#### [TEXT FOR ANALYSIS]
========================================================================

For ten and one half years, a vision has haunted me: your stepdad on his deathbed at St Francis Hospital, I sitting at his side; your sister and her husband standing over him, placing their hands on him and praying aloud and speaking in tongues as they pressesd their convictions on my defenseless husband… while I wept but did not prevent or stop it. He writhed and moaned, the only method available to him to protest and defend himself. I know I should not have allowed it, should have stopped it, but…. Well, you know that, until his lung surgery and my brother’s call to her, your sister and I had not spoken for months. I was weak when he needed my strength most.
I do not want you or my brother or anyone else to have to protect me in a similar situation. It would be nearly impossible for you to do. My fear of alienationg my daughter now is exceeded only by my fear of being stripped of my last vestige of dignity while dying. I addresssed this letter to both of you in order to assure her that you, too, have been apprised of my wished in this matter.
‘Nuff said.
Two pages later.

========================================================================

#### [INFORMATION]
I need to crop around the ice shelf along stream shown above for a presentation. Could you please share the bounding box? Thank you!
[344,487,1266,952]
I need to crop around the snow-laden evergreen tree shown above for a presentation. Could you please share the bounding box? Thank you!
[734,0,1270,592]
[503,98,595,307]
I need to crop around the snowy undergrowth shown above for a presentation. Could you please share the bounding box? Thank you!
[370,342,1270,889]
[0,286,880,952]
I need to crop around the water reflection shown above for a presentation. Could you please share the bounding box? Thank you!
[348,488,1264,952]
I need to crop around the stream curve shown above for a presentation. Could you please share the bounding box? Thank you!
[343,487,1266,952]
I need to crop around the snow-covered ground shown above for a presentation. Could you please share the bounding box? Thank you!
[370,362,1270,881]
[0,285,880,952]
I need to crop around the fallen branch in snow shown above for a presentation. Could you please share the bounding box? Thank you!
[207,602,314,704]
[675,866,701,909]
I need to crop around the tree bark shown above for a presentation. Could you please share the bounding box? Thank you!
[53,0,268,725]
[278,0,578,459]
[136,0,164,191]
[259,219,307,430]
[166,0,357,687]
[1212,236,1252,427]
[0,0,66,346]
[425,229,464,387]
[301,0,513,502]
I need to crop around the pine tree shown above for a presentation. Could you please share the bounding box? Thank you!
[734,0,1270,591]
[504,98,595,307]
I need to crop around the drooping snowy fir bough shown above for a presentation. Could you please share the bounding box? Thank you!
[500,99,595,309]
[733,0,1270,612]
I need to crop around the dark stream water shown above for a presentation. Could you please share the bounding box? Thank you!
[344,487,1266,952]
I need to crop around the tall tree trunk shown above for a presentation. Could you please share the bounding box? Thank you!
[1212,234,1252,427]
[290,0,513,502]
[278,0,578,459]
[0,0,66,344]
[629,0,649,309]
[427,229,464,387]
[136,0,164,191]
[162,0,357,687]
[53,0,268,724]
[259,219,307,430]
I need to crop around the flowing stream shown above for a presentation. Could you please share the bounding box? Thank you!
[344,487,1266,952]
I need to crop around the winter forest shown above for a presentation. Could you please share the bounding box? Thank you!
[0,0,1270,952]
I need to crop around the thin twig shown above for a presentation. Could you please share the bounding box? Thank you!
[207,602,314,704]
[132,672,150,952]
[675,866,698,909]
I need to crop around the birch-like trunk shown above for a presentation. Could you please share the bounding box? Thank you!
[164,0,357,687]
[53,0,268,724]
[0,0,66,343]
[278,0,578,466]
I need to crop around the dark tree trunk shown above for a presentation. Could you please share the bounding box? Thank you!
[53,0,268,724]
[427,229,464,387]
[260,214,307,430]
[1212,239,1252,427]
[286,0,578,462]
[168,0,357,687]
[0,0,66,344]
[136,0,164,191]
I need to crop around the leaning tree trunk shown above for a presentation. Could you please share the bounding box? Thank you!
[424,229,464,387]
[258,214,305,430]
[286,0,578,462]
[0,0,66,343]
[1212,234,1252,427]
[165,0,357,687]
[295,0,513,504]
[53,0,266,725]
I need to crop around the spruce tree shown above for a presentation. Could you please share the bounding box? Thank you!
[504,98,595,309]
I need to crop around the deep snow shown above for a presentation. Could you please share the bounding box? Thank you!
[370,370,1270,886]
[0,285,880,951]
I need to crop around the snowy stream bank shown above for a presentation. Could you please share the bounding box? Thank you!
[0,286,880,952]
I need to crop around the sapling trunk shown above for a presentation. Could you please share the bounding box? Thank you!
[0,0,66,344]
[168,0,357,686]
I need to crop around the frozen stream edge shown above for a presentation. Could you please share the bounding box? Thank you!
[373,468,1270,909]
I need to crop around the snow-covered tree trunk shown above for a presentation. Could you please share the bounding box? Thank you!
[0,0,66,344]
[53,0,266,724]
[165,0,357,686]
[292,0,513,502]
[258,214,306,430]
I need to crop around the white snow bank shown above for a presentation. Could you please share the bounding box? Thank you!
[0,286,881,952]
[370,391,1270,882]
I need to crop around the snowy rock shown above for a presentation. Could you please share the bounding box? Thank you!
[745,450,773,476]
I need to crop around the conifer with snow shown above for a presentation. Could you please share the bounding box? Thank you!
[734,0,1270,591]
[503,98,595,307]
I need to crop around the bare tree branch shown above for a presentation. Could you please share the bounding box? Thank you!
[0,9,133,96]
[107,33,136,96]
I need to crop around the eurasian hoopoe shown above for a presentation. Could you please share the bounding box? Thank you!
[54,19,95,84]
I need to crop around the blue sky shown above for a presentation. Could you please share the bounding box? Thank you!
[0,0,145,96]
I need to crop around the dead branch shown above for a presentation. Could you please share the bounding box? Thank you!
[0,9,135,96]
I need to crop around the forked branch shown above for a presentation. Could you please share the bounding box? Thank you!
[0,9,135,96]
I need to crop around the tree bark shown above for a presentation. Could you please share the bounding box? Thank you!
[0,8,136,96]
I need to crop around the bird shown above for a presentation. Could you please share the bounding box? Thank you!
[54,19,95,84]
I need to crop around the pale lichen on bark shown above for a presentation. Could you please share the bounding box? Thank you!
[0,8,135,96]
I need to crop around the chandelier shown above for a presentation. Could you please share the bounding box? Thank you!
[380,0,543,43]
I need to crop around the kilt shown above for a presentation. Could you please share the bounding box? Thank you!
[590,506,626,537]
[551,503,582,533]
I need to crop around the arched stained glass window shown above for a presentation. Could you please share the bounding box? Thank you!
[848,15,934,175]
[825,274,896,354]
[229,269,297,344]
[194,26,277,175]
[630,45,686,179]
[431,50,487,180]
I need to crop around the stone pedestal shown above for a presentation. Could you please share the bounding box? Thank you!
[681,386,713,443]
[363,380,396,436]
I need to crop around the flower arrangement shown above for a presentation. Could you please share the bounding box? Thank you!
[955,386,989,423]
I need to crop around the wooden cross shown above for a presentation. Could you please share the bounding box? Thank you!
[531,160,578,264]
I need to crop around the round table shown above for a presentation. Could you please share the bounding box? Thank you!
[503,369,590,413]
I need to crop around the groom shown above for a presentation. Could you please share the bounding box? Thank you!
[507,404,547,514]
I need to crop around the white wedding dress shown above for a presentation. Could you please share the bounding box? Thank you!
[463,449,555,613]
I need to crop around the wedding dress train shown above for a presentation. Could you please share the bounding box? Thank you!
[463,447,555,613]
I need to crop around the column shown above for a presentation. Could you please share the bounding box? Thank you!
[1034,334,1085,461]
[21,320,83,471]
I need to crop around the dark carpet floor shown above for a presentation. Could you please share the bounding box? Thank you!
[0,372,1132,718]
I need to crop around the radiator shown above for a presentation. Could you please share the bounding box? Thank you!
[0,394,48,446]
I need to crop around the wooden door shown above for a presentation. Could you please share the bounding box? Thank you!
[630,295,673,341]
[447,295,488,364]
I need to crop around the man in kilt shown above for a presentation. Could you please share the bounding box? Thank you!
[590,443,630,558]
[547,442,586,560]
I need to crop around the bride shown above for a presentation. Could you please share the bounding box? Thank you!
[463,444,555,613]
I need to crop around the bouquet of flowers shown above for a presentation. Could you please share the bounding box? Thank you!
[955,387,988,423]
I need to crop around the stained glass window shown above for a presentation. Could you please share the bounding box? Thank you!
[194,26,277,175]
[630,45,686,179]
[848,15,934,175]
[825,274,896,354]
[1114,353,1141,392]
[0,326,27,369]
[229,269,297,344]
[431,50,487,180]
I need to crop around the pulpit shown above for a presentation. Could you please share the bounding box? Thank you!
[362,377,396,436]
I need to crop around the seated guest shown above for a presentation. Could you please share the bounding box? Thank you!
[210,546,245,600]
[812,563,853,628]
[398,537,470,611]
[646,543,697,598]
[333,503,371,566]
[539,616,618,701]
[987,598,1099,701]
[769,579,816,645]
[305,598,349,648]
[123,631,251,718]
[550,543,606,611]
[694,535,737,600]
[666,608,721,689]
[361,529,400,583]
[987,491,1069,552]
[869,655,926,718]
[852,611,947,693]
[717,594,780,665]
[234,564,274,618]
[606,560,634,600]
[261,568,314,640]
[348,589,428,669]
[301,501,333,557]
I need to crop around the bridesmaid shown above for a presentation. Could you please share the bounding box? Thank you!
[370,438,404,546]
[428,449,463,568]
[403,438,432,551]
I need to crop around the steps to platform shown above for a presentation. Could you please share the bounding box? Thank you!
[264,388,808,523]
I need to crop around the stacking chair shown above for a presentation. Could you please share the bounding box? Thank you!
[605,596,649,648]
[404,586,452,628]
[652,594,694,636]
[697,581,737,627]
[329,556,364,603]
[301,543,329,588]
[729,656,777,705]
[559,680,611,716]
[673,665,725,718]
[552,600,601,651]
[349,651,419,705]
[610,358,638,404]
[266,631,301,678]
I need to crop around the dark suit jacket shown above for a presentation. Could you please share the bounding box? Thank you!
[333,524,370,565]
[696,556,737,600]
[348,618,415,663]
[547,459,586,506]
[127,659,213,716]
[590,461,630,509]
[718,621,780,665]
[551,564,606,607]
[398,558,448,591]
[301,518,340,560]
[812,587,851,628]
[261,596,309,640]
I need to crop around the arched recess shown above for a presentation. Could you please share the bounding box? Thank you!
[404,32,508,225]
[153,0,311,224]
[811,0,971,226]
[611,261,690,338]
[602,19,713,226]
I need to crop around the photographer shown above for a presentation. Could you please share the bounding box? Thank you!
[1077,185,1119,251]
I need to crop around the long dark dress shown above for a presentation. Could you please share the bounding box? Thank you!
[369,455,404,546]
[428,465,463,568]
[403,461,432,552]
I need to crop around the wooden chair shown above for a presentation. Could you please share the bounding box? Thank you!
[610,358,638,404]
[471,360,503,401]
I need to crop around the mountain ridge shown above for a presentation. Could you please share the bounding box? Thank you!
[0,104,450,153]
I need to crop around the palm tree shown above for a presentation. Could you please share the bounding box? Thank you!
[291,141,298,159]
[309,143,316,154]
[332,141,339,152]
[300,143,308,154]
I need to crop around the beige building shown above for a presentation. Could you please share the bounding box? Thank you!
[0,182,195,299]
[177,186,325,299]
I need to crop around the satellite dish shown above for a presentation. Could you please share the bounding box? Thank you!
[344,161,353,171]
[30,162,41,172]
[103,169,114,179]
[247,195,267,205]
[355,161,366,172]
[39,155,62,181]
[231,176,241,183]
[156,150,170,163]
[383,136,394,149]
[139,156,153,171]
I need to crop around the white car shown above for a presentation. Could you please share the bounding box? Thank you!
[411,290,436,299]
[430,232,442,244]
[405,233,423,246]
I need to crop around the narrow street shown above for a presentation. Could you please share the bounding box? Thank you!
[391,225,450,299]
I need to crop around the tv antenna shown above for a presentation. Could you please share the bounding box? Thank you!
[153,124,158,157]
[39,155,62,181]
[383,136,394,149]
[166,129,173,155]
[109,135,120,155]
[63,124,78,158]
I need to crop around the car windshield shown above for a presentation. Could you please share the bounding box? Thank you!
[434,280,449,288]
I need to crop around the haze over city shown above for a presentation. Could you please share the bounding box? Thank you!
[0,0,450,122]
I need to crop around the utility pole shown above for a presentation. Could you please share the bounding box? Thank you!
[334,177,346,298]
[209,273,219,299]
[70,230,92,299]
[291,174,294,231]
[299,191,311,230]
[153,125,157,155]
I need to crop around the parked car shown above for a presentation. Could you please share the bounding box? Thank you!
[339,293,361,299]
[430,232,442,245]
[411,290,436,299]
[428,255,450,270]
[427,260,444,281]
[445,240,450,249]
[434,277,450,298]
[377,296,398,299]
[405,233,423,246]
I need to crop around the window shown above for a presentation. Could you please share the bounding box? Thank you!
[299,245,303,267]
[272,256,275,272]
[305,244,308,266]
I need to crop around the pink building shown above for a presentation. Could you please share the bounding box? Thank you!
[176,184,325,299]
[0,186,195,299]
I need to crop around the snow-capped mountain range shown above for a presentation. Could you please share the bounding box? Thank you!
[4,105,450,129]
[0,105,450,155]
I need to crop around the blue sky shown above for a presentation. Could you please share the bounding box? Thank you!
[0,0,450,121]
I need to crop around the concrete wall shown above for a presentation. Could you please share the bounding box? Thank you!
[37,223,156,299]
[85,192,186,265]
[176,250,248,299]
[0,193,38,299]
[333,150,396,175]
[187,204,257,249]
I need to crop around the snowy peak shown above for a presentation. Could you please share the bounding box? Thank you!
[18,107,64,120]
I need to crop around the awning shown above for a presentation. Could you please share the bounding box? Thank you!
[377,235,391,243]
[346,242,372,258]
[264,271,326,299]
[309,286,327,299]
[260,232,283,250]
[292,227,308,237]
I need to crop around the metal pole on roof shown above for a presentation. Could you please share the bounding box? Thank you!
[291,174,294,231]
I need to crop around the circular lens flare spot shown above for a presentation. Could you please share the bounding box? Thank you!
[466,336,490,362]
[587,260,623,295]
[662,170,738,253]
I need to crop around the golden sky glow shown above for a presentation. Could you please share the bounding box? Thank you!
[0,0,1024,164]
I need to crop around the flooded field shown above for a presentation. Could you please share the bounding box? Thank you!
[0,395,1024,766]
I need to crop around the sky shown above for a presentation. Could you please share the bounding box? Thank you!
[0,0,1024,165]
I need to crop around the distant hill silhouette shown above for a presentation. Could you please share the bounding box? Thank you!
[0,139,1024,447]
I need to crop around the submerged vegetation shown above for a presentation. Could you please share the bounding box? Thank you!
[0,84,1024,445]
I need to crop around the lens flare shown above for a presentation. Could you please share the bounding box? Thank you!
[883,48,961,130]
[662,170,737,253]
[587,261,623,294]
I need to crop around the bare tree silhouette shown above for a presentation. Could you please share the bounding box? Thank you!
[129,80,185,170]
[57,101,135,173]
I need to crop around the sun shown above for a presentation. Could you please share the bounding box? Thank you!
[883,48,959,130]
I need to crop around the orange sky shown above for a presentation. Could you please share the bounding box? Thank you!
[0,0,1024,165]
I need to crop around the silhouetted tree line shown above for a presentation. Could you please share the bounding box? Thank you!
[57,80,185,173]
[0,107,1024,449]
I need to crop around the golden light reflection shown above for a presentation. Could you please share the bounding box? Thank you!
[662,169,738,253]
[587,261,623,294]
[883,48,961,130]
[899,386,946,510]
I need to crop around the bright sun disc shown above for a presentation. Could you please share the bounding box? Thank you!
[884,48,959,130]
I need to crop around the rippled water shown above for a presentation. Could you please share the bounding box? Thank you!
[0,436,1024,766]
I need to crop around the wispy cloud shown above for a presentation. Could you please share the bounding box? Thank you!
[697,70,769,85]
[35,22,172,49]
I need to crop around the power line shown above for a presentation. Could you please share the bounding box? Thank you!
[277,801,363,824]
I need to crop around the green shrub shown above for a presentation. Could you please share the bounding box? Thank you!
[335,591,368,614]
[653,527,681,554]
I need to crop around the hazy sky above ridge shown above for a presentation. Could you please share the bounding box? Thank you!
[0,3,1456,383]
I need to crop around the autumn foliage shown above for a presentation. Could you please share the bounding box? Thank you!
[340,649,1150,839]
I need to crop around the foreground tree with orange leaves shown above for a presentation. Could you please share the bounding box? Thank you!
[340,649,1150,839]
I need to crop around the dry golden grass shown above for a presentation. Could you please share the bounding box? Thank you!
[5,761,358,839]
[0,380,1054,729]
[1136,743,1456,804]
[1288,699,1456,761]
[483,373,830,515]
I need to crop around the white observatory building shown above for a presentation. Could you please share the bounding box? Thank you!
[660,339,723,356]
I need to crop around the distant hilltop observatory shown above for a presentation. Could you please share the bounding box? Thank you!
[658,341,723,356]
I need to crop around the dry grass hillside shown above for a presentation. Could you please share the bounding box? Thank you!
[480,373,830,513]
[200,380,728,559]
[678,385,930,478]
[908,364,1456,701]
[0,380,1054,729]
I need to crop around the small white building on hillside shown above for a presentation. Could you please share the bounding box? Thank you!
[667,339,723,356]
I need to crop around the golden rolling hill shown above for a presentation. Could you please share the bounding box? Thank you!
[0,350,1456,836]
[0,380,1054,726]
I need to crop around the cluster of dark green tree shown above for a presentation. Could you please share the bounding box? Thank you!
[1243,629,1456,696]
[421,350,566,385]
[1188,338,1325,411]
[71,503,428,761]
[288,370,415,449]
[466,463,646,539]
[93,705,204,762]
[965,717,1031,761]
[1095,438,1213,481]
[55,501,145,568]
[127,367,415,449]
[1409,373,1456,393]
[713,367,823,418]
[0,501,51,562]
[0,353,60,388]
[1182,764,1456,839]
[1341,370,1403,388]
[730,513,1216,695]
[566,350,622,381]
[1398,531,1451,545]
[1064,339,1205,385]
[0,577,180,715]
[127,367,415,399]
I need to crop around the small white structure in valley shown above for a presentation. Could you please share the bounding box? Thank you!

========================================================================

#### [EXERCISE SET]
1. Condense the paragraph of the letter beginning "For ten and one half years" into a shorter version that keeps its main facts.
2. Write the next part of the letter, picking up after its final line.
The data plays no part in this work.

#### [EXERCISE RESULTS]
1. For ten and a half years, the writer has been haunted by the scene at the deathbed of the writer's husband, the addressee's stepdad, at St Francis Hospital. As the writer sat beside him weeping, the addressee's sister and her husband laid hands on him, prayed aloud, and spoke in tongues. He could protest only by writhing and moaning. The writer knows this should have been stopped but was weak when he most needed strength. Until his lung surgery and the writer's brother's call to her, the writer and the sister had not spoken for months.

2.
Med don’t seem to do as well as women when widowed. I think it’s because they can’t let their guard down enought to form really intimate friendships. Women do. but men seem to feel they have to be tough and macho with each other, have to compete in everything. Women have since they were girls giggled together and exchanged secrets and wept on each other’s shoulders. Some of the saddest moments I can remember were those times when my husband literally wept tears over not having a close male friend. I tried to make him understand that a friendship cannot be based on on person being the ‘better’ or ‘higher’ than the other; that a freindship has to be based on mutual respect and love, not competition. There can be no ‘one-upmanship’ in a friendship. He heard me, but it just wasn’t in him. And he suffered for it. He loved my having deep friendships with women… and I think seeing those friendships made the contrast more poignant for him.
Tow more pages.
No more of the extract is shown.